*** Exercise text Section Begins ***
Brett Favre Accused Of Diverting Funds Meant For Welfare Programs To His Own Pet Projects

Brett Favre is a former NFL quarterback and a member of the Pro Football Hall of Fame. He made approximately $138 million during his football career. He has also donated over $130,000 to the University of Southern Mississippi Athletic Foundation.

At first glance, it might sound good that Favre has given back to college athletics, but when you take a closer look at where the money came from, it doesn’t look so good anymore.

Favre has a charity called Favre 4 Hope. The charity’s mission statement is to support “disadvantaged and disabled children and breast cancer patients.” The charity receives donations, and the people who donate believe that their money is going towards helping “disadvantaged and disabled children and breast cancer patients.” Is it? ESPN reports that the charity’s tax records show otherwise.

Between 2011 and 2017, Favre 4 Hope gave the USM Athletic Foundation a total of $47,900. Oh, by the way, Favre’s daughter enrolled at USM in 2017. After she enrolled, the charity’s contributions to the school’s athletic division increased.
*** Exercise text Section Ends ***
*** Records provided Section Begins ***
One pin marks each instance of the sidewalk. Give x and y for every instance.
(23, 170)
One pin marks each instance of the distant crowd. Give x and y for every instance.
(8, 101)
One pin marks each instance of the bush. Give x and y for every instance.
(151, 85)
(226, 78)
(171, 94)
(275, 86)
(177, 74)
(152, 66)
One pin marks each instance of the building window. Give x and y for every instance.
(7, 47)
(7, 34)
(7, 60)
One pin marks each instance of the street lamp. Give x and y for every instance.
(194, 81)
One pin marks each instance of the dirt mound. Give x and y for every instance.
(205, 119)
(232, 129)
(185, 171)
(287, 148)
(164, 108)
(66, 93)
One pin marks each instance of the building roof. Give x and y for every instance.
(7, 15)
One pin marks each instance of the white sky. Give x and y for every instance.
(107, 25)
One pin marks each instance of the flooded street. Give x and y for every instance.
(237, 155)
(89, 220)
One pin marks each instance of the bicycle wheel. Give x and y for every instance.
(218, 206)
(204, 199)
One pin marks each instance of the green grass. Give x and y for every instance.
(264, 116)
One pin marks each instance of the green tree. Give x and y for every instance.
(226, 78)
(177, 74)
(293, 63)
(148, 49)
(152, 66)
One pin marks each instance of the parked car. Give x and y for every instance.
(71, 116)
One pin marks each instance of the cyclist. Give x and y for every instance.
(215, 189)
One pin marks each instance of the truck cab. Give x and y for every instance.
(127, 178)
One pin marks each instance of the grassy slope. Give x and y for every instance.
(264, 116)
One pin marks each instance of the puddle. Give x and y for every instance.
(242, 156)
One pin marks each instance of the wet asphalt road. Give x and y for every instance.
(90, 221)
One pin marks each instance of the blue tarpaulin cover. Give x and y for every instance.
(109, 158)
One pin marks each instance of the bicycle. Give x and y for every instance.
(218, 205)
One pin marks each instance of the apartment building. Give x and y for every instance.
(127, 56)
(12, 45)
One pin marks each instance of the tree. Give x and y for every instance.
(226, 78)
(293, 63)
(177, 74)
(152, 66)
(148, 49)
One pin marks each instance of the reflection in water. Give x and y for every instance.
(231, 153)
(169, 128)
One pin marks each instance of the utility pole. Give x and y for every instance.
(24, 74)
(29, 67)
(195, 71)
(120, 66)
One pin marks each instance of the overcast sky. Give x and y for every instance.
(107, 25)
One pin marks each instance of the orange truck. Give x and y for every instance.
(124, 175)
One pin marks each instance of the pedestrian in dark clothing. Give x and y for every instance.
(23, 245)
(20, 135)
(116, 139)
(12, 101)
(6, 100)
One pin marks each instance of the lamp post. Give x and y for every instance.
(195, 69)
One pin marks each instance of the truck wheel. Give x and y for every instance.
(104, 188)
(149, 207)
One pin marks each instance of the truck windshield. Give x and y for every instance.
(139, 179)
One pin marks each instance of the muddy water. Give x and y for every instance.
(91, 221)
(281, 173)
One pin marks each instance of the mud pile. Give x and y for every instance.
*** Records provided Section Ends ***
Your objective:
Write the next part of the article about Brett Favre and the Favre 4 Hope charity, picking up after its last sentence. The records were drawn from a separate source.

Answer below:
In 2018, the charity donated $60,000 to the USM Athletic Foundation. Meanwhile, donations to other organizations were $10,000 or less. In 2019, Favre 4 Hope gave another $47,817 to the USM Athletic Foundation. Again, donations to other organizations were significantly less, the highest being $11,000 to Special Olympics. Then in 2020, Favre 4 Hope donated another $26,175 to the USM Athletic Foundation. Again, donations to other organizations were $10,000 or less. Between 2018 and 2020, Favre 4 Hope donated significantly more to the USM Athletic Foundations than any other organization. Does that sound like money helping “disadvantaged and disabled children and breast cancer patients” to you?

The USM Athletic Foundation isn’t the only non-breast cancer or disadvantaged children organization that received funds from Favre 4 Hope. In 2015, when Favre’s daughter was in high school, his charity donated $60,000 to the school’s booster club. Two years earlier, his charity donated $10,000 to the school’s booster club.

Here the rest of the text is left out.